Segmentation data
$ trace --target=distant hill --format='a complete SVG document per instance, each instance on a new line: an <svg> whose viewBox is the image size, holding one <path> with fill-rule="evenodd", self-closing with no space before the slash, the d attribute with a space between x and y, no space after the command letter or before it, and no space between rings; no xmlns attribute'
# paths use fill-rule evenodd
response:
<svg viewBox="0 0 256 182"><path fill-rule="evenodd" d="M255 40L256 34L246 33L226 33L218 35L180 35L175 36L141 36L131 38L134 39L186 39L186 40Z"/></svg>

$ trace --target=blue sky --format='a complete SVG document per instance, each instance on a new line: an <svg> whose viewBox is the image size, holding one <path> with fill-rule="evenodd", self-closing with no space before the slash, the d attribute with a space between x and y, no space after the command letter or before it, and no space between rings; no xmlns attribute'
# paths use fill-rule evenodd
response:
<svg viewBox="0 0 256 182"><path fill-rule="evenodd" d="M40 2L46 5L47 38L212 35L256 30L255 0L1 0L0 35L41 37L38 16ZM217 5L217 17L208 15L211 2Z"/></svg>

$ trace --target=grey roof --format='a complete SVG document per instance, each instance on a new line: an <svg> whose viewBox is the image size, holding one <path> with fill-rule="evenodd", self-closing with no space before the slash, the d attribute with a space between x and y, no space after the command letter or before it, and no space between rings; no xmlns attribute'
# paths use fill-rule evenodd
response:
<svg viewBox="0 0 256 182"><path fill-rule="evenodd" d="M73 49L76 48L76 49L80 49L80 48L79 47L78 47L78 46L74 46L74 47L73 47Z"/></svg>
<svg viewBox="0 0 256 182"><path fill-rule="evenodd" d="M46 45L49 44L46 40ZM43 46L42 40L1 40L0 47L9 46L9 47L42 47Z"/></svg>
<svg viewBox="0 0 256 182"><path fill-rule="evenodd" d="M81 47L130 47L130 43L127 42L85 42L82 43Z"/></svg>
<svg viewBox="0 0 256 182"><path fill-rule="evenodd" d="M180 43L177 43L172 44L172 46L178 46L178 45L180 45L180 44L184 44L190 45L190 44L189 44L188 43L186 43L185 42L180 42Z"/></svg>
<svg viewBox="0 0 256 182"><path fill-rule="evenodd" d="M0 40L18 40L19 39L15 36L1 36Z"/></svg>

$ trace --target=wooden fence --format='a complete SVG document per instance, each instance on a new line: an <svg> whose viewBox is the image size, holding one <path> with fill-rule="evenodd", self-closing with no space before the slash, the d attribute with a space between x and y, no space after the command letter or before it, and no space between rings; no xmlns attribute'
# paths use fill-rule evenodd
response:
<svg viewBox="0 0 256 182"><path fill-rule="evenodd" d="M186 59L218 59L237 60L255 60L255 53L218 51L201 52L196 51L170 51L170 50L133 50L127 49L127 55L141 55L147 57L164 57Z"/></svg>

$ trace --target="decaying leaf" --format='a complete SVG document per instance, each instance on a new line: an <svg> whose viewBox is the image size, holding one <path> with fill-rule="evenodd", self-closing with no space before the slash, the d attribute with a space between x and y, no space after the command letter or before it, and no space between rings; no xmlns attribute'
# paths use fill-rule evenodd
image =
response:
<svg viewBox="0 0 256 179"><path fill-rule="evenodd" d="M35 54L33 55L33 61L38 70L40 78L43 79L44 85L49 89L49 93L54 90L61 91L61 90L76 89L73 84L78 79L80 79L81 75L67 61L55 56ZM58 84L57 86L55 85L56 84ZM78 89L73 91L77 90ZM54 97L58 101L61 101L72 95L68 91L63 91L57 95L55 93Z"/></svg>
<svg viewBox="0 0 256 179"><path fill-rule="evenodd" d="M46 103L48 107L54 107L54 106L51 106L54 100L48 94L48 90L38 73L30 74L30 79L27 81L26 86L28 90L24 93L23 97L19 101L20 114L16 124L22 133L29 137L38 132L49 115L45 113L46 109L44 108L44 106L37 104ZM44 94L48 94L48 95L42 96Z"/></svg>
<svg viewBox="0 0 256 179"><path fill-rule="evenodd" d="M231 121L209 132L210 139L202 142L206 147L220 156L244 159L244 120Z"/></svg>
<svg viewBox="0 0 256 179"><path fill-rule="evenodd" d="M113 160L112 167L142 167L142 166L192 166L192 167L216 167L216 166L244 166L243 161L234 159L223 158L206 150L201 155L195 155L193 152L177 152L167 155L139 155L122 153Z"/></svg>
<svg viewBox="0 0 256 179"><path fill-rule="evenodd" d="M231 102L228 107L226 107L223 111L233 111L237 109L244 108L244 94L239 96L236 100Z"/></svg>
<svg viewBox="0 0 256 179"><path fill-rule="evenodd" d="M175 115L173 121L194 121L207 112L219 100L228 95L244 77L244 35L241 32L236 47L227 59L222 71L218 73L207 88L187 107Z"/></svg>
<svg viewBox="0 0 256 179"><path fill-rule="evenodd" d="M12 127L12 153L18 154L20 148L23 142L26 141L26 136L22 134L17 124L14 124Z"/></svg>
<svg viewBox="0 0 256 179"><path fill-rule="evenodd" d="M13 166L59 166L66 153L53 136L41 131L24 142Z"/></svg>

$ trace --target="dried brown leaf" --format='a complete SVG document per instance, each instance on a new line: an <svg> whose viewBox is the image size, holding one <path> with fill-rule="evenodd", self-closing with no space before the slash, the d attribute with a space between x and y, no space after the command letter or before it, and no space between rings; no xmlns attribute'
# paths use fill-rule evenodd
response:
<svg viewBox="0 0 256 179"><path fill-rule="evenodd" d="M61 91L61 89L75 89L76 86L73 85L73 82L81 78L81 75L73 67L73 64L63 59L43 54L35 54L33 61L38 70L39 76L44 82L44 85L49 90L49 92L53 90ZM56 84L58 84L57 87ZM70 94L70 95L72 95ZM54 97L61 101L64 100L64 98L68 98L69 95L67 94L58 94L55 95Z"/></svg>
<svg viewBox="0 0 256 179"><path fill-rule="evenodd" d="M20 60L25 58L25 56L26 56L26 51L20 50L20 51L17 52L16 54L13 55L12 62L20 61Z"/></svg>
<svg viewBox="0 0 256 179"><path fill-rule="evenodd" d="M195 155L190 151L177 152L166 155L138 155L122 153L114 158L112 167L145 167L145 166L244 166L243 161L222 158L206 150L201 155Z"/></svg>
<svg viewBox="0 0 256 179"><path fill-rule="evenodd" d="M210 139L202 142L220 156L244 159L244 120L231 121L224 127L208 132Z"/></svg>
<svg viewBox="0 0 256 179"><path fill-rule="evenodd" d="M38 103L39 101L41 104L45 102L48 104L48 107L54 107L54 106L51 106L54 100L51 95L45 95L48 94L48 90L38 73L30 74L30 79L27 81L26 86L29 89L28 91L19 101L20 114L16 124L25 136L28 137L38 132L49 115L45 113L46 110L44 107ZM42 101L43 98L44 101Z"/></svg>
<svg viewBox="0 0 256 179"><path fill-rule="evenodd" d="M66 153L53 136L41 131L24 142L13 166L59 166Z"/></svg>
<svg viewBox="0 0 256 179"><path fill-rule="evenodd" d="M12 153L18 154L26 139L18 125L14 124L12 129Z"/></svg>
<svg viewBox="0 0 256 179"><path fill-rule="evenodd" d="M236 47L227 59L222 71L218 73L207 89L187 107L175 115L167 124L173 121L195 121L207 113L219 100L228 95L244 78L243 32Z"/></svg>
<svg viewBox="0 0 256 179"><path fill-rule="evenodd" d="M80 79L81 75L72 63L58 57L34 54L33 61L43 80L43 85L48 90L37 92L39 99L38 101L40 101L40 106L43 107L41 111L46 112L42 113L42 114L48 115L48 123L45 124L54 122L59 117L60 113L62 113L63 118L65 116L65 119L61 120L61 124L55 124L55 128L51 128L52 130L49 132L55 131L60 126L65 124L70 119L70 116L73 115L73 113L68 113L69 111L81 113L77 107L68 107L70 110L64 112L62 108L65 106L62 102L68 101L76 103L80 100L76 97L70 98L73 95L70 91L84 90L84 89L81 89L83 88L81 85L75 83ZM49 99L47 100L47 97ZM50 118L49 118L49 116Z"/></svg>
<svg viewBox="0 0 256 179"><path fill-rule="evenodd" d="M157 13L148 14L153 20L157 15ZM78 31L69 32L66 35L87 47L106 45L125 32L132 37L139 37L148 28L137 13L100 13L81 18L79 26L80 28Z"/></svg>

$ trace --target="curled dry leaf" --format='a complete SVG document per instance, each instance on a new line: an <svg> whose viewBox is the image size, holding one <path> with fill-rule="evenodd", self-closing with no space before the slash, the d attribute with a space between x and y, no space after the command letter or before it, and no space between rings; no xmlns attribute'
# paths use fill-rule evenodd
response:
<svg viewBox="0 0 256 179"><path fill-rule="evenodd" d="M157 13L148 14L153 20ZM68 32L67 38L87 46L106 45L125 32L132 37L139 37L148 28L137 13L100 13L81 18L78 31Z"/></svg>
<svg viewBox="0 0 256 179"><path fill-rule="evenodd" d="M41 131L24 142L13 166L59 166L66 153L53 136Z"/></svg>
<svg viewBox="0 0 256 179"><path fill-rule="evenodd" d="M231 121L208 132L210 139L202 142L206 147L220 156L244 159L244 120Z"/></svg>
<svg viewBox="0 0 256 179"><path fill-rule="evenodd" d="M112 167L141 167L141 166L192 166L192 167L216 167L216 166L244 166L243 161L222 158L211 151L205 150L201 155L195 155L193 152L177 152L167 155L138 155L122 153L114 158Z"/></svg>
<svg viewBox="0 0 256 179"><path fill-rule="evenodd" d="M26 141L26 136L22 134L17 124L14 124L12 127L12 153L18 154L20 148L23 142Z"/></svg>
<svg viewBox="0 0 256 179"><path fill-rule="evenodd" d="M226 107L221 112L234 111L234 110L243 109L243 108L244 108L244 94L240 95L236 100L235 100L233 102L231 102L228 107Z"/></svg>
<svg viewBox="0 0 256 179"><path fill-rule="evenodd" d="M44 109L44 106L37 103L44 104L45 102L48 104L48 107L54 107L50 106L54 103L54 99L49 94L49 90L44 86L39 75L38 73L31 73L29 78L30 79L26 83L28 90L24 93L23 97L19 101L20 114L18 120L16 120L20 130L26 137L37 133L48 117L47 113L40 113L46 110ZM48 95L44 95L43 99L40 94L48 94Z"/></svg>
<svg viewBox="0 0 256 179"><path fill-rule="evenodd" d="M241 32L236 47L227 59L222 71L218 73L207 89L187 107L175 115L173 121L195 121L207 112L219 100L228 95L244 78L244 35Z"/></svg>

* _Exercise requirements_
Copy the lines from the entries verbatim, starting with the line that contains "trace --target=wooden fence" and ending with the line that contains "59L218 59L237 60L255".

* _Correct result_
$ trace --target=wooden fence --format='a complete SVG document per instance, each instance on a new line: an <svg> whose viewBox is the image size, holding one <path> with fill-rule="evenodd", self-closing with no space before the slash, the d attribute with a space between x and y, no space after the command letter or before it, and no space between rings; no xmlns attribute'
# paths use fill-rule evenodd
response:
<svg viewBox="0 0 256 182"><path fill-rule="evenodd" d="M186 59L218 59L237 60L255 60L255 53L218 51L201 52L196 51L170 51L170 50L133 50L127 49L127 55L141 55L147 57L164 57Z"/></svg>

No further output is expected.